* Reading passage

Those who didn't want to go to dietary extremes turned to chemistry. The most famous libido-reducer of all time was a little chemical called saltpeter. Also known as potassium nitrate, saltpeter is used in fertilizer and fuses — and so it seems like a bad idea to put it in anyone's body. Surprisingly, though, it does have a medical purpose. Involuntary muscle fiber, like the kind that constricts blood vessels, relaxes when coming into contact with it.
Asthmatics relied on it to stop attacks, and it brought down high fevers, especially in the lower body. All this relaxation and loss of heat got people's minds working, and soon they suspected saltpeter was the ultimate anaphrodisiac. Suspicion turned to full-blown conspiracy theory when members of the British sailors found out that saltpeter was being used to preserve their meat. Although there's no evidence that saltpeter works, or that it has ever been given to inmates in any all-male facility, rumors abound to this day.
Well, if you can't make them behave, knock them out entirely. Another rumored drug that was secretly given to enlisted or incarcerated men was potassium bromide. (Yes, pretty much that stuff.) Unlike saltpeter, potassium bromide would work to reduce anyone's sex drive. Also anyone's social drive. Really, any drive at all gets eliminated with potassium bromide. It was a sedative in the late 1800s, and it made people sleepy for days. It also, if consumed in quantity, caused copious diarrhea and vomiting. Since few armies are served well by drugged, chronically-ill patients, it's doubtful that any bromide found its way into their ranks.
As we've seen, most anaphrodisiacs throughout history simply didn't work. But recently, anti-aphrodisiacs have started being tested in a systematic way — and there are a few things that actually do work.
The most controversial one is chemical castration. The most common kind of chemical castration is the kind that cuts off the testosterone supply. Like saltpeter, it has other medical uses. Hormonal birth control, drugs meant to fight breast cancer and prostate cancer all mess with people's hormones, thus indirectly decreasing sex drive. They generally do this using a drug called a GnRH agonist, which stimulates the pituitary gland until it simply stops encouraging hormone production. There is good evidence that these drugs lower sexual drive, and at least so far, they are almost exclusively used on sex offenders. One study done on released sex offenders showed the recidivism rate cut from forty percent to five percent. Some say, though, that's it's an extreme solution that works in the short term at best before increasing hormonal rushes when people go off the twice-monthly drugs.
And then there are the substances that affect your sexuality indirectly. Alcohol and cigarettes take out your blood circulation, indirectly killing sex drive. High-fat diets do the same. Many recreational drugs make people either too wired or too lethargic - and that's to those who aren't physically addicted. According to physiology, everybody — especially rock stars — has been wolfing down down the anaphrodisiacs for thousands of years. You can judge whether or not that seems right.
But what of the good old-fashioned days when diet could control sexual appetite? Is there truly nothing there? After a lot of testing, research showed there is: Licorice. Yes, that stuff that they sell at the store in glossy black spirals comes from the licorice root, Glycyrrhiza glabra, and it lowers testosterone. It is potent enough that eating about twenty-five grams has a strong effect. So if you're planning to end a date fast or have an early night, keep some licorice on hand. If you're eating licorice now . . . maybe weigh carefully just how much you like the taste.

* Collected data entries
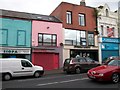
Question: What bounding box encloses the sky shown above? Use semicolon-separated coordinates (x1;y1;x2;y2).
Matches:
0;0;120;15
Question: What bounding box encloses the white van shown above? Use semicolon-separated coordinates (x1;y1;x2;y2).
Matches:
0;58;44;80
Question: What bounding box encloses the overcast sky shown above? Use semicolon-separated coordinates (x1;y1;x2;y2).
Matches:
0;0;120;15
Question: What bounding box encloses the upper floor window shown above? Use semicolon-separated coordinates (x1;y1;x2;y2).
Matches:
78;14;85;26
0;29;8;45
66;11;72;24
106;9;109;17
88;32;94;46
38;33;57;46
17;30;26;46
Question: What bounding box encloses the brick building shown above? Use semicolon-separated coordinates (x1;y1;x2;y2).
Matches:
50;0;98;64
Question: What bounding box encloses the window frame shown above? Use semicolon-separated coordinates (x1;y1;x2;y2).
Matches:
38;33;57;47
88;32;95;46
66;11;72;24
78;13;86;26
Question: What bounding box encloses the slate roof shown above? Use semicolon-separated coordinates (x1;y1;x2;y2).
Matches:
0;9;62;23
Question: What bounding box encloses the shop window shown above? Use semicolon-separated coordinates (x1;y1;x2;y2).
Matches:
78;14;85;26
66;11;72;24
88;32;94;46
65;29;86;46
101;25;104;36
17;30;26;46
0;29;8;45
38;33;57;46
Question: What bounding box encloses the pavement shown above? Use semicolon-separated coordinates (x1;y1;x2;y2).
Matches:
44;68;63;75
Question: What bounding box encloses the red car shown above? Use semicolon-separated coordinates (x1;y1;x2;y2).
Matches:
87;58;120;83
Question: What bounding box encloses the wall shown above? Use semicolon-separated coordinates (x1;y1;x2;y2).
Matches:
32;21;63;46
0;18;31;47
51;2;96;31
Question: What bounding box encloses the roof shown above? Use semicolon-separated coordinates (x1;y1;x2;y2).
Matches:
0;9;62;23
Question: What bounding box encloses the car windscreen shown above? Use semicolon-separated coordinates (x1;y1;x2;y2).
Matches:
107;60;120;66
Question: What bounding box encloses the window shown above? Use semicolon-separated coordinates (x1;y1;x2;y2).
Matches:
107;26;114;37
78;14;85;26
79;58;86;63
86;57;93;62
38;33;57;46
112;27;115;37
17;30;26;46
101;25;103;36
66;11;72;24
65;29;86;46
88;32;94;45
21;60;32;67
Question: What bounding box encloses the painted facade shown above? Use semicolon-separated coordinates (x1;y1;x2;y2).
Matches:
32;16;63;70
0;10;31;60
97;4;119;62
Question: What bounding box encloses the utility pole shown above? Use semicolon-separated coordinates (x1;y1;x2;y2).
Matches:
118;1;120;56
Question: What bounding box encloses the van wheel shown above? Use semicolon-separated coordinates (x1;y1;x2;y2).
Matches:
75;67;81;74
112;73;120;83
2;73;12;81
34;71;41;78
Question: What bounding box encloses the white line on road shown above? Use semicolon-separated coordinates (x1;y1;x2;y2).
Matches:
17;73;86;82
36;78;88;86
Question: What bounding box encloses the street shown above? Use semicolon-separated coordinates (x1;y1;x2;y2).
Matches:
2;73;119;89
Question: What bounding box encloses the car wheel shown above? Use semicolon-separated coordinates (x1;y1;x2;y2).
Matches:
75;67;81;74
112;73;120;83
2;73;12;81
34;72;41;78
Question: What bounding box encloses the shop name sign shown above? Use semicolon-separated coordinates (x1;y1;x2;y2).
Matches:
4;50;18;54
0;49;31;54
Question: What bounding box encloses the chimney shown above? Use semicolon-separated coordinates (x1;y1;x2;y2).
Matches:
80;0;86;6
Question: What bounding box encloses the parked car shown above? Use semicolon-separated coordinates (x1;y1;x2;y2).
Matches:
0;58;44;80
63;57;100;73
87;58;120;83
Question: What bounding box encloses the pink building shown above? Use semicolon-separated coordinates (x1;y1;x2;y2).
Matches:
32;15;63;70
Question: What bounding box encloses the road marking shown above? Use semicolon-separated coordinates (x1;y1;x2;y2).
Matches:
17;73;86;82
36;78;88;86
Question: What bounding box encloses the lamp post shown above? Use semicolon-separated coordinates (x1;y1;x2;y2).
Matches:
118;1;120;56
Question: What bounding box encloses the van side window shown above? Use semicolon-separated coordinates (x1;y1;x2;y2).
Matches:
21;60;32;67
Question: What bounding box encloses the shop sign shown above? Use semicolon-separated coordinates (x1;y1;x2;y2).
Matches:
4;50;18;54
102;38;119;43
0;49;31;54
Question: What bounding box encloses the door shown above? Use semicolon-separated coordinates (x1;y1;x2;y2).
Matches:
17;30;26;45
85;57;98;70
53;54;59;69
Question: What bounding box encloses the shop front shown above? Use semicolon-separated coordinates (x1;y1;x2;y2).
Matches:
0;47;31;61
63;46;99;61
101;38;119;61
32;47;62;70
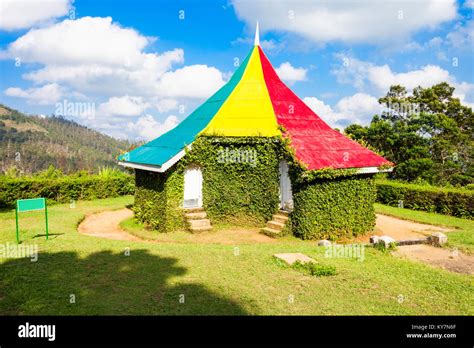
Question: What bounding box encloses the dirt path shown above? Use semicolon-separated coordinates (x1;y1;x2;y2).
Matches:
349;214;474;274
375;214;450;240
393;244;474;274
77;208;141;241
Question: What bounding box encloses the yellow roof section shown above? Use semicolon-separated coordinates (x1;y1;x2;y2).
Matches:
201;46;280;137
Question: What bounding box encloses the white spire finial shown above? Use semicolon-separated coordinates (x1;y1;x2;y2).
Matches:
255;21;260;46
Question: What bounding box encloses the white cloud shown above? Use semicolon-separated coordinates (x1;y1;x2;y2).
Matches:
98;95;150;116
232;0;457;44
8;17;150;66
156;65;224;98
0;17;228;138
5;83;64;105
446;20;474;51
2;17;224;98
127;114;178;140
153;99;178;112
275;62;308;84
0;0;71;30
303;93;382;128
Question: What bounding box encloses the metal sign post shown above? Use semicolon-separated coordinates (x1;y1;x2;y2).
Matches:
15;198;49;243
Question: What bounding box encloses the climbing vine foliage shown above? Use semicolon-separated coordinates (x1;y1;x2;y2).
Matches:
134;136;375;239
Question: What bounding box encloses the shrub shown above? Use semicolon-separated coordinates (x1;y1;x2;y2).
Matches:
0;174;134;208
376;180;474;219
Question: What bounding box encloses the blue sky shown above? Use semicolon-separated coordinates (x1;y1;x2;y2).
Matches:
0;0;474;140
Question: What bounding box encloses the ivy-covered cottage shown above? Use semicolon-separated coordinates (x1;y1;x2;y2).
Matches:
119;31;391;239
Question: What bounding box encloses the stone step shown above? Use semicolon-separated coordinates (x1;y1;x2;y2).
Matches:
188;219;211;228
189;225;212;233
267;220;285;231
183;208;204;214
185;211;207;220
273;214;288;224
260;227;281;238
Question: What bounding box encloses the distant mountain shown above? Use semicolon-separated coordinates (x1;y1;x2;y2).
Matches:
0;104;137;174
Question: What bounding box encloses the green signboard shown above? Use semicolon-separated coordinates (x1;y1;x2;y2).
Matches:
15;198;49;243
16;198;46;213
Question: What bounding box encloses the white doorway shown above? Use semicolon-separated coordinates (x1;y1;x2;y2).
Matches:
279;161;293;211
183;165;202;208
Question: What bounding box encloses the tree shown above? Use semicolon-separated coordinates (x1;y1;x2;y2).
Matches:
345;82;474;185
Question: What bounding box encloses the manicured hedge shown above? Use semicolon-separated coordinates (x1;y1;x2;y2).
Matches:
0;174;134;208
133;165;185;232
183;137;283;225
290;175;376;240
377;180;474;219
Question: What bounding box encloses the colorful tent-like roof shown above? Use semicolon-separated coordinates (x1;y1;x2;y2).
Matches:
119;26;391;172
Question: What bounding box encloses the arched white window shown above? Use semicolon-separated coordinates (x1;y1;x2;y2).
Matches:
183;165;202;208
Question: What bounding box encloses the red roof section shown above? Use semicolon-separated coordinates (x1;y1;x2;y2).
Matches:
259;47;392;170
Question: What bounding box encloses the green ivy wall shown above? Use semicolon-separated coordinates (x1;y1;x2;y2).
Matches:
134;136;375;239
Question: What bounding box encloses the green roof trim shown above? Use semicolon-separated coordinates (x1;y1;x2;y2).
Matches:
118;51;252;166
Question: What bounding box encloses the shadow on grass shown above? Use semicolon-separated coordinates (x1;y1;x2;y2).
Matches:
0;249;247;315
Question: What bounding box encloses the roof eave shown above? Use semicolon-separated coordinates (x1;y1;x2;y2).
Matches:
118;149;186;173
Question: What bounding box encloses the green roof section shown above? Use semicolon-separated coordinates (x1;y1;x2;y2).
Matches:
118;51;252;166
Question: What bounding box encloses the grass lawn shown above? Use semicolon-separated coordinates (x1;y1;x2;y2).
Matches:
375;203;474;254
0;197;474;315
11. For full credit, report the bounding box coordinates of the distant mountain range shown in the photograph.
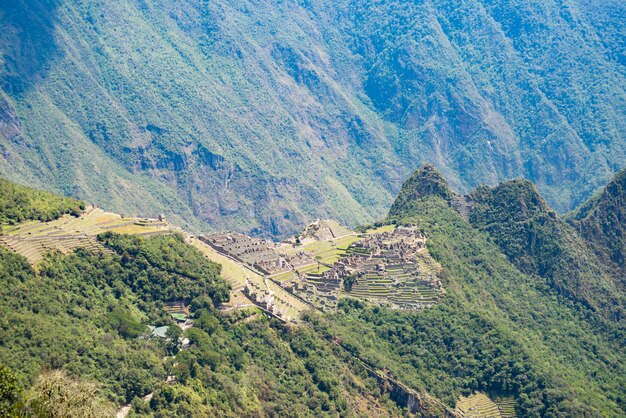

* Brief
In the passage on anaphrodisiacs, what amount of licorice is said to have a strong effect? The rows play no part in the task.

* Answer area
About twenty-five grams.